◆ PROBLEM DESCRIPTION:
Reproduce the passage of the text on God as a birthing and forgiving mother that starts with "Would you be" and goes on through "defeat the enemy.", copying it word for word.

◆ EXCERPTED TEXT:
--- START ---
God our Birthing Mother God our Forgiving Mother

We have all heard and seen conversations about the use of pronouns.  Perhaps you have seen emails with a person’s name and the pronouns they prefer to use:  she/hers, him/his, they/their. Do you wonder which pronouns God might use? Usually when I hear people talking about God, they use masculine pronouns.  God is usually a He and usually a very masculine, assertive, angry he.  Perhaps todays readings might offer us another image.

As we heard today’s reading from Genesis, I wonder what pronouns you would use to describe the action of God? Perhaps some of the images used in the reading might provide a clue. Water plays a critical role in this story.  Water becomes the image of both new life and death. As the newly freed slaves stand on the shore of the Red Sea, they realize that Pharaoh’s army is fast approaching on their heels. Perhaps they might wonder if God has set them up with the Red Sea on one side and Pharaoh’s army on the other side. Yet God is preparing a way which they could never imagine. God is about to give birth to God’s new people

You know what happens when a newborn is about to enter the world:  the waters break.  Can you imagine this water event on the Red Sea as the birth of Israel as a people? You will remember that for the people of Israel, water, especially the water of the sea and the ocean, represent chaos. You will recall that when God first created the world, God’s Spirit blew over the chaos of a dark water covered world bringing light and order.  When Moses stretches his hand over the chaos of the Red Sea, God’s wind blows again, brings order to the chaos, and creates a path for the newborn people of Israel to move through, a path from slavery into freedom.

Would you be daring with me and imagine God birthing Israel, letting the water from God’s womb break and a new path is created bringing forth a people into existence? We all know that when mothers are giving birth, they show themselves as mighty warriors, enduring profound pain as they bring new life into the world. So too our God shows herself a courageous mother, birthing her people with great power and splendor. We also know that mothers are powerful in protecting their children. We know God shows herself a powerful mother in vanquishing the Egyptians who are intent on destroying her child. The very waters of life which birth her infant Israel are transformed into the waters of death which defeat the enemy.

As we are talking about the power of mothers, let me shift our focus and look at another power of mothers:  the power to forgive. Mothers know the weakness of their children, the challenges they face and the times they fail to meet those challenges.

Many of us have experienced the power of a mother’s forgiveness even before we ask to be pardoned. God, our Mother, shows us, her children this forgiveness. Each of us know that God forgives us even before we ask for pardon.
--- END ---
◆ Dataset excerpts:
--- START ---
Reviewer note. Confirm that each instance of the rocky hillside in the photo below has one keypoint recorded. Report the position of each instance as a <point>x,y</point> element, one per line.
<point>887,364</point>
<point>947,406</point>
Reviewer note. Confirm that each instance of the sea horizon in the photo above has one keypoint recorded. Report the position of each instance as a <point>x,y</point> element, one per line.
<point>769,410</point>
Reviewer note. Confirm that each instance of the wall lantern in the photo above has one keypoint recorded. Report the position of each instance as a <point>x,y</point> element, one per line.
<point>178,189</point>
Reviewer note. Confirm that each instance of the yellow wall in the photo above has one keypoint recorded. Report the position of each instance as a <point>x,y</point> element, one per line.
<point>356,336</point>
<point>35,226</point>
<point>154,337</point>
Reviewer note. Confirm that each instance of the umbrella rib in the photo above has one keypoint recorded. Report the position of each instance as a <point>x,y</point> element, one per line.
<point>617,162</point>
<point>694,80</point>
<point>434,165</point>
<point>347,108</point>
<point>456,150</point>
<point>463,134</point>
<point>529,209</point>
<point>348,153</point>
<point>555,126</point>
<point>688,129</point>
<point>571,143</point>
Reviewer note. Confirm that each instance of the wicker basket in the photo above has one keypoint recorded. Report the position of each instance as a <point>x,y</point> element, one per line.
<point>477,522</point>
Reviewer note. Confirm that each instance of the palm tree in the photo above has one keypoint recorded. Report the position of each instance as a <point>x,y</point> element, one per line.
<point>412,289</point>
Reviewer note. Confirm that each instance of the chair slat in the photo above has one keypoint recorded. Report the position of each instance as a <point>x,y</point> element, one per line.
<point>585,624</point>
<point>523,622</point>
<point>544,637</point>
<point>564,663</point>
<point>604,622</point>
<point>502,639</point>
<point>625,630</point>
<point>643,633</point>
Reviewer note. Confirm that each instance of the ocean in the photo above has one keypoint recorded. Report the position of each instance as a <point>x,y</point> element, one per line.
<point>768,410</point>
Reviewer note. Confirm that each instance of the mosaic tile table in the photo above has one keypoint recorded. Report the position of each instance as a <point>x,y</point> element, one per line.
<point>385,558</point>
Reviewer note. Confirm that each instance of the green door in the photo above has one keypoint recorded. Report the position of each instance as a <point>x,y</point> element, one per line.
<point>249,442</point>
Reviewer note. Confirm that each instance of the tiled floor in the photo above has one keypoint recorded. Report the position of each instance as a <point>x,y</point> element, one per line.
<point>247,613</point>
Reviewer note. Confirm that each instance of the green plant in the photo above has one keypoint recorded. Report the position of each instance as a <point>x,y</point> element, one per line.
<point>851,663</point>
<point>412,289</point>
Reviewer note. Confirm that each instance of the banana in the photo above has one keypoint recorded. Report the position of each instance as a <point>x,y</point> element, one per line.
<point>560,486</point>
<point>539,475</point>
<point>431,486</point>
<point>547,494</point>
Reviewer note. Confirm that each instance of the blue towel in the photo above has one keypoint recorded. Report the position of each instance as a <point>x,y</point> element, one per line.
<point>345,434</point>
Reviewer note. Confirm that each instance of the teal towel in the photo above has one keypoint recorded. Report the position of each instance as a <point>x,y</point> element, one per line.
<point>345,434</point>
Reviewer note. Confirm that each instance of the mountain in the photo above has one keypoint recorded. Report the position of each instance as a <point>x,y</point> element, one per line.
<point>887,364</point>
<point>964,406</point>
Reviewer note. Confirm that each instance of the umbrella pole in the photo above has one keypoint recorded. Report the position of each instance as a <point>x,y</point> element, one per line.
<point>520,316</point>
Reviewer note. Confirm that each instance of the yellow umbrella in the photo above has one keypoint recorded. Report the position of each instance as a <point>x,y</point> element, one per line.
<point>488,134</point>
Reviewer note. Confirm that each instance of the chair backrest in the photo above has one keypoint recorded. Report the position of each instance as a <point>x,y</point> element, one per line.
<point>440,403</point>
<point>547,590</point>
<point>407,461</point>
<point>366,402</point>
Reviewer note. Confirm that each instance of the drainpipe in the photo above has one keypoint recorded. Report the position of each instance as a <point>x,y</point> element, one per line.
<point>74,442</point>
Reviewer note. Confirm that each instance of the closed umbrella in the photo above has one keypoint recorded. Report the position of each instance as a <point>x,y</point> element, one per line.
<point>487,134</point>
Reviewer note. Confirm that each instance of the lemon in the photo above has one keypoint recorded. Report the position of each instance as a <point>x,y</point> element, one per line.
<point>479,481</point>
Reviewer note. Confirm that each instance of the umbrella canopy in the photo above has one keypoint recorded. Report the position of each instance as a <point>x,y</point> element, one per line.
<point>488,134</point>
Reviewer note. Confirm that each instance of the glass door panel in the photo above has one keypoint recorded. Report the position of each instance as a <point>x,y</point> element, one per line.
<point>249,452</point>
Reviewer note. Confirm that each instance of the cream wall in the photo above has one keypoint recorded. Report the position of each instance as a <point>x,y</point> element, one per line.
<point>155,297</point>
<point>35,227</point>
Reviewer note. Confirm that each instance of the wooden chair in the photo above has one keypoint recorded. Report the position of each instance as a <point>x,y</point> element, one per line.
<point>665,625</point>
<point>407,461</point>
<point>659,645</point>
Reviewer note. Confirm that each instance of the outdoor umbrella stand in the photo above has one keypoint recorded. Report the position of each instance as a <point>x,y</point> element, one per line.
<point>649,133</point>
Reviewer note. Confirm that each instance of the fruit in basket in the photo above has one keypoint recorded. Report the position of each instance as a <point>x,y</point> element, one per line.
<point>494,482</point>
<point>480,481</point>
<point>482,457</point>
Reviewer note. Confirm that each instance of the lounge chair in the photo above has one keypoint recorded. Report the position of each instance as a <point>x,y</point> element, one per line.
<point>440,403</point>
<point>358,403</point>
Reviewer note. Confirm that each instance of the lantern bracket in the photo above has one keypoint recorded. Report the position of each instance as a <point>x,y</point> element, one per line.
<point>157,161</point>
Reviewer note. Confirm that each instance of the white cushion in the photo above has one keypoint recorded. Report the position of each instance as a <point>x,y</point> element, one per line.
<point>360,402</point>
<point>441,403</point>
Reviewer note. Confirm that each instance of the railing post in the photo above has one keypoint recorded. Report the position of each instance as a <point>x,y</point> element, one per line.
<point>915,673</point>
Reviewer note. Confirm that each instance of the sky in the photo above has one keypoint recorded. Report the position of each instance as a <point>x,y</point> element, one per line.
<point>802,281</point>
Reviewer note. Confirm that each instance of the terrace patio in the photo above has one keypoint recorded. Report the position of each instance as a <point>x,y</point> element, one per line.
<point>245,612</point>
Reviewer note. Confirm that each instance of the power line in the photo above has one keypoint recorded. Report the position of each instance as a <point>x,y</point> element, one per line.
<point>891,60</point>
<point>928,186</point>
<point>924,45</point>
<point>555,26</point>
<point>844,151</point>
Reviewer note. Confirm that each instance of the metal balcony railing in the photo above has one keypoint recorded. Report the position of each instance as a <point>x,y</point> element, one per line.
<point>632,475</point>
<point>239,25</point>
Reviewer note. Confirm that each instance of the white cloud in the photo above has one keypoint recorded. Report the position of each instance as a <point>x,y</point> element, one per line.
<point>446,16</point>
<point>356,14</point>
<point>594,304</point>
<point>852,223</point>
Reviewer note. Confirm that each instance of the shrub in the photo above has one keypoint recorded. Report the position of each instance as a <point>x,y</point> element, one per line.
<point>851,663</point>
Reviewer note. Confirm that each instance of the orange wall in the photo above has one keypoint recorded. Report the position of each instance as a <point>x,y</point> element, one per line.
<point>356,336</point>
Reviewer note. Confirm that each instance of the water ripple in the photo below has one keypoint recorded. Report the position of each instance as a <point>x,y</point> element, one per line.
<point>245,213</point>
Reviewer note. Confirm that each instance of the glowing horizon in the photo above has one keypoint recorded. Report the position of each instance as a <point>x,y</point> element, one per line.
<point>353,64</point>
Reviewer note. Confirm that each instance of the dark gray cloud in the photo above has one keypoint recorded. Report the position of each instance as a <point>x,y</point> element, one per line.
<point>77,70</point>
--- END ---
◆ WORKED SOLUTION:
Would you be daring with me and imagine God birthing Israel, letting the water from God’s womb break and a new path is created bringing forth a people into existence? We all know that when mothers are giving birth, they show themselves as mighty warriors, enduring profound pain as they bring new life into the world. So too our God shows herself a courageous mother, birthing her people with great power and splendor. We also know that mothers are powerful in protecting their children. We know God shows herself a powerful mother in vanquishing the Egyptians who are intent on destroying her child. The very waters of life which birth her infant Israel are transformed into the waters of death which defeat the enemy.